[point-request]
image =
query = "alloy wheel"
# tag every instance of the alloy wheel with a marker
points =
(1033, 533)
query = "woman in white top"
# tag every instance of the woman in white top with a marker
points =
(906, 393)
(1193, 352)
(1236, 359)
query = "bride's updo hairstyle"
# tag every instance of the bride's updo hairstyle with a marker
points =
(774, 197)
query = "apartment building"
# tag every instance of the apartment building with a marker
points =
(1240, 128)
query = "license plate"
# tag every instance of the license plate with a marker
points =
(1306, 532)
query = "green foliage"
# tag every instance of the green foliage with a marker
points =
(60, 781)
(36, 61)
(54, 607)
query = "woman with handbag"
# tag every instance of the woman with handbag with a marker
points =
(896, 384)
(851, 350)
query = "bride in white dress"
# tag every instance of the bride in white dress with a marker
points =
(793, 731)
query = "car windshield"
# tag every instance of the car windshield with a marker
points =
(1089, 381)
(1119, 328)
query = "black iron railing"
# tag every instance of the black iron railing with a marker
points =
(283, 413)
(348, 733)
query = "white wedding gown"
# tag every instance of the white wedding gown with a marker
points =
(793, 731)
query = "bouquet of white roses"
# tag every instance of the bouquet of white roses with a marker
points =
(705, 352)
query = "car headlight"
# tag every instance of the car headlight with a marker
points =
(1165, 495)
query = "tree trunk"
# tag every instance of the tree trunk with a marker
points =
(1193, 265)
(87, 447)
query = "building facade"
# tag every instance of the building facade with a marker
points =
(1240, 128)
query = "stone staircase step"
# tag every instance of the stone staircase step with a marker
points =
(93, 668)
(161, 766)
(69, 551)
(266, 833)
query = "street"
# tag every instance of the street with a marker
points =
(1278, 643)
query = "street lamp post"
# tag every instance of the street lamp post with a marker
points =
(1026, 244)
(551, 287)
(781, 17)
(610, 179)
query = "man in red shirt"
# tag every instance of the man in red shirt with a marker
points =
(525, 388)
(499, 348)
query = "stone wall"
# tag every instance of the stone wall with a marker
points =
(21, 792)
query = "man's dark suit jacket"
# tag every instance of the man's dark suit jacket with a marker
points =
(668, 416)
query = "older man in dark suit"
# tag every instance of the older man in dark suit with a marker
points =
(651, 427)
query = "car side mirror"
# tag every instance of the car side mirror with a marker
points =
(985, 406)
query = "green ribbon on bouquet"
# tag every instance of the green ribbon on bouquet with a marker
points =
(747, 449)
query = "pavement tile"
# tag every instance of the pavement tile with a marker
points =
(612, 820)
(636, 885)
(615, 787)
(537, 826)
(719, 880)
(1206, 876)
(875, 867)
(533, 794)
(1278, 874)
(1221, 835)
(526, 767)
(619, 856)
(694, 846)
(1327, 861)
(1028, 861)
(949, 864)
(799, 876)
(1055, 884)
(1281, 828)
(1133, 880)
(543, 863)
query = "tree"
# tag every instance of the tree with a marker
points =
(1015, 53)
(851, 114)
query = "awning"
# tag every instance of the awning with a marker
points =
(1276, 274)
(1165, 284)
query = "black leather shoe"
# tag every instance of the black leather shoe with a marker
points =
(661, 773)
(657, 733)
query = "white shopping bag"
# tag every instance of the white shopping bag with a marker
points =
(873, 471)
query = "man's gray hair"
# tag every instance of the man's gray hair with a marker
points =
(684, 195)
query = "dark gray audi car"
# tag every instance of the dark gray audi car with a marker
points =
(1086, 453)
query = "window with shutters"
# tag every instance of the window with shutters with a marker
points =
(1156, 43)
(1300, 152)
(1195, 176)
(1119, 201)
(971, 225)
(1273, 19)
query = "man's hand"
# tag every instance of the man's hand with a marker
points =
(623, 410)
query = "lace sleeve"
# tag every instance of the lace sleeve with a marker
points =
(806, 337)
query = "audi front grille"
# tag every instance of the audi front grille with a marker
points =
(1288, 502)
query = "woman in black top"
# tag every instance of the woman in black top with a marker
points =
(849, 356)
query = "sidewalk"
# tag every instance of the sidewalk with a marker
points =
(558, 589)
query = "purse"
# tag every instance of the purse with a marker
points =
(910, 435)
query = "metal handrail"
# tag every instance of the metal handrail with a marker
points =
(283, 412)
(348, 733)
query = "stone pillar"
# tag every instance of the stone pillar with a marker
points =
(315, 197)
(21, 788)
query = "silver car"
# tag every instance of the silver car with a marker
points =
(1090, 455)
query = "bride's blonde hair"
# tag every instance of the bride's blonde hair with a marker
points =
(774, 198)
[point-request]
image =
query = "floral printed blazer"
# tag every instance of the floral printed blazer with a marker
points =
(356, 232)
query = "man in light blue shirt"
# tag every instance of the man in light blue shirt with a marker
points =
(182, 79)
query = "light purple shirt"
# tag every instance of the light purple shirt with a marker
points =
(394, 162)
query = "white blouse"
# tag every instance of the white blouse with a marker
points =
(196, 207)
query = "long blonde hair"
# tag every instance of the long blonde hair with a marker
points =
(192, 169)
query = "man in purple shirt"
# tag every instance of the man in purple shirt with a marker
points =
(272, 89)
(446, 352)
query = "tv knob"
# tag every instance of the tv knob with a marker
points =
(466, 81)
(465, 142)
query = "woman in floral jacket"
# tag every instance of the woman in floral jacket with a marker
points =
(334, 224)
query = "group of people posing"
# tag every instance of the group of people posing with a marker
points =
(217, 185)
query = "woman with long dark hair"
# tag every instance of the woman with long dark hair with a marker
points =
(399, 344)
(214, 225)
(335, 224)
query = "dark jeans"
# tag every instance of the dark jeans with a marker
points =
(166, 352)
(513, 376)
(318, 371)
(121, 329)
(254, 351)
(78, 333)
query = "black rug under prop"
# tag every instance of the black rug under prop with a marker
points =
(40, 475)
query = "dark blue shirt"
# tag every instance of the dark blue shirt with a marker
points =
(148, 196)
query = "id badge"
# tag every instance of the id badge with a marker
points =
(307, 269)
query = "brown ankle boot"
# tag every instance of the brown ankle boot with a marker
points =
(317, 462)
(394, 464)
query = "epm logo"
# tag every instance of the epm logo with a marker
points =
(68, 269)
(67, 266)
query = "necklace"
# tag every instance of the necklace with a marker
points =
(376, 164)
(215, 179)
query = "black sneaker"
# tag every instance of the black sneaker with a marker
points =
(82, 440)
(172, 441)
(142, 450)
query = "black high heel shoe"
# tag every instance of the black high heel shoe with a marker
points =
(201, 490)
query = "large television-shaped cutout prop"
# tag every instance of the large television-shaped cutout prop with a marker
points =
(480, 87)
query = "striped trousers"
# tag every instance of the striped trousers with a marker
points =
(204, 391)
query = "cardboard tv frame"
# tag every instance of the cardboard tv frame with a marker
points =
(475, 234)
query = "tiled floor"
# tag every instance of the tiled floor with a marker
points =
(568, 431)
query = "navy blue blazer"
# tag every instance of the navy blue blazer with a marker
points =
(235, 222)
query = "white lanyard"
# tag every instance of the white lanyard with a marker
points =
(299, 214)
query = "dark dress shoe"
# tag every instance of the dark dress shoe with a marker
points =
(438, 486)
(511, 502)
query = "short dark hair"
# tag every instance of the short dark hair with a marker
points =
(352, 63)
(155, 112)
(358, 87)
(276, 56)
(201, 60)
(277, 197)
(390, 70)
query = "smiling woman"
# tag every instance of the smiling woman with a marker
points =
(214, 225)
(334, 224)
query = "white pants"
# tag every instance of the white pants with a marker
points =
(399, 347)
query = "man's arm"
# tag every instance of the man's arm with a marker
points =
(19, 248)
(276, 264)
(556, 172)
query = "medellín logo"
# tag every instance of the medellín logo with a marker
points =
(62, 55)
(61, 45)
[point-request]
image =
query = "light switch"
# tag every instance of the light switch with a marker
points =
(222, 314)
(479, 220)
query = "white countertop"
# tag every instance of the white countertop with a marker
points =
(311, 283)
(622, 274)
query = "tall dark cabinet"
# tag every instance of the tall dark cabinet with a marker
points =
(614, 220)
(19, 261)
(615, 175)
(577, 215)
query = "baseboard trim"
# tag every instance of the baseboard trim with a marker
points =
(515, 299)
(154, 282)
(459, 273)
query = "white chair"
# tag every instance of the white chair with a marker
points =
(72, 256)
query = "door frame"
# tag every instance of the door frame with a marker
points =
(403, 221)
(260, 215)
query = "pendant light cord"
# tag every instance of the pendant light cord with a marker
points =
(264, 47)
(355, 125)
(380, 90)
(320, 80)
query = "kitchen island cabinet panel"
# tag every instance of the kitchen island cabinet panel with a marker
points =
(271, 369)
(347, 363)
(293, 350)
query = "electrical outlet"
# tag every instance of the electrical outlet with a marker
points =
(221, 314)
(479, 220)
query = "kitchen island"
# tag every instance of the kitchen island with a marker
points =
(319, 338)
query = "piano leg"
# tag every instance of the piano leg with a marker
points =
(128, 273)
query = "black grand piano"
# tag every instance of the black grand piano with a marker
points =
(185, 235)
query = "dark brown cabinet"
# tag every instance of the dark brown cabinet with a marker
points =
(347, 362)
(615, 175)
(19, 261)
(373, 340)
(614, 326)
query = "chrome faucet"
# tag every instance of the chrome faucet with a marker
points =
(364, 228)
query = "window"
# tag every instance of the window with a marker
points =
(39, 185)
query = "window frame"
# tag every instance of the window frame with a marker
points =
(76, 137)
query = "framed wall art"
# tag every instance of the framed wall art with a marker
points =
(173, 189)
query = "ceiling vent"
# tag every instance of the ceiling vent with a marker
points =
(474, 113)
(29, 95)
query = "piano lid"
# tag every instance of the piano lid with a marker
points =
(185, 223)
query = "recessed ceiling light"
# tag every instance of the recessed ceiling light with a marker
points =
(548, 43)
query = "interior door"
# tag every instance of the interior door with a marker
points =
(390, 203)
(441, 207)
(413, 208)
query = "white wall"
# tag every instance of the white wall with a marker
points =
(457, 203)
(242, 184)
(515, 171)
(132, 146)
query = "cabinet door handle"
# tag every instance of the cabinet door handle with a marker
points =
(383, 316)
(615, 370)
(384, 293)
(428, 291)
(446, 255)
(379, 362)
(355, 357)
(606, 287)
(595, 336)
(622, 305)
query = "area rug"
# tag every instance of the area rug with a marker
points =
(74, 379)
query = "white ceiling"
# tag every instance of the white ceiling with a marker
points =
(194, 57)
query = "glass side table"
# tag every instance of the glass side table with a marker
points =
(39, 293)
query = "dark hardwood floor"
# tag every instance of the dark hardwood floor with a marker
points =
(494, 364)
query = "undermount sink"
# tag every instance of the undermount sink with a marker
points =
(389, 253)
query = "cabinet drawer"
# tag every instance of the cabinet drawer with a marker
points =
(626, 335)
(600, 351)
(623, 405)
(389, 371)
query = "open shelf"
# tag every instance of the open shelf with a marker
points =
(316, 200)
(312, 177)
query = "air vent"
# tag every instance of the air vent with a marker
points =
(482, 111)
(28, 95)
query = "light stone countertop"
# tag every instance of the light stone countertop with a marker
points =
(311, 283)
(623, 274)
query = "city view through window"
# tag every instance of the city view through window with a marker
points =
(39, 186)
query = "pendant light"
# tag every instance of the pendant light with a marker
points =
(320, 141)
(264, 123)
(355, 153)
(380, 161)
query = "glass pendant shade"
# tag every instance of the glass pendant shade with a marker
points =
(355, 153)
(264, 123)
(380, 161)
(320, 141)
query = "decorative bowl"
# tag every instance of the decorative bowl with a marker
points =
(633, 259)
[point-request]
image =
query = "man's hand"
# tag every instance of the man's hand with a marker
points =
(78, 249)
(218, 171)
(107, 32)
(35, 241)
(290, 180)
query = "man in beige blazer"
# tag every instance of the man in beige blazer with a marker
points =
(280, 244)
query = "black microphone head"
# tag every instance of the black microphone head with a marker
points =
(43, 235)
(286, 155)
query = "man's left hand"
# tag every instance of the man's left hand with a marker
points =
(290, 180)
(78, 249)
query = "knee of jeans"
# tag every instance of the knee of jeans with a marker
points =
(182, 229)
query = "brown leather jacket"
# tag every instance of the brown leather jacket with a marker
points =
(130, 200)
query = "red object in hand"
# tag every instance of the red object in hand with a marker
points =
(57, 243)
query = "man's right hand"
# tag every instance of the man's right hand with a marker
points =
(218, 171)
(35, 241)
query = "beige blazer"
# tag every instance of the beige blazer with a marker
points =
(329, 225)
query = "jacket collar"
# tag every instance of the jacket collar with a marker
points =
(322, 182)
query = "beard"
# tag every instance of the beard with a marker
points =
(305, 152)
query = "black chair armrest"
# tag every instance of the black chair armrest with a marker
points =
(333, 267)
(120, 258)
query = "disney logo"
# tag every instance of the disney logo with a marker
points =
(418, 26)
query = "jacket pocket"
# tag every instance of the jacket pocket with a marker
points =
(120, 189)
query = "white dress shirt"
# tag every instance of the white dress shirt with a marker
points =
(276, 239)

### [EXERCISE DETAILS]
Rewrite the records above as a numbered list, from their first line up to and including the line that contains "(1236, 359)". Leave out any blank lines.

### [RESULT OF THE EXERCISE]
1. [point-request]
2. image =
3. query = "alloy wheel"
4. # tag every instance of the alloy wheel with a marker
5. points =
6. (1033, 533)
7. query = "woman in white top"
8. # tag every instance of the woman in white top with a marker
9. points =
10. (906, 393)
11. (1193, 352)
12. (1236, 359)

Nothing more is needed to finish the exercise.